══ DATA IN THIS EXERCISE ══

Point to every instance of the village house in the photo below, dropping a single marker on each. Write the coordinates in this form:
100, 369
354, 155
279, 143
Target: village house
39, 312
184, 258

═══

WHAT IS BEING ASKED:
The task calls for all the records above to be repeated exactly.

SOLVED PROBLEM:
Point to every instance of the village house in the photo below, dropping a single marker on each. Write the coordinates in this form:
100, 369
354, 155
279, 143
Target: village house
39, 312
184, 258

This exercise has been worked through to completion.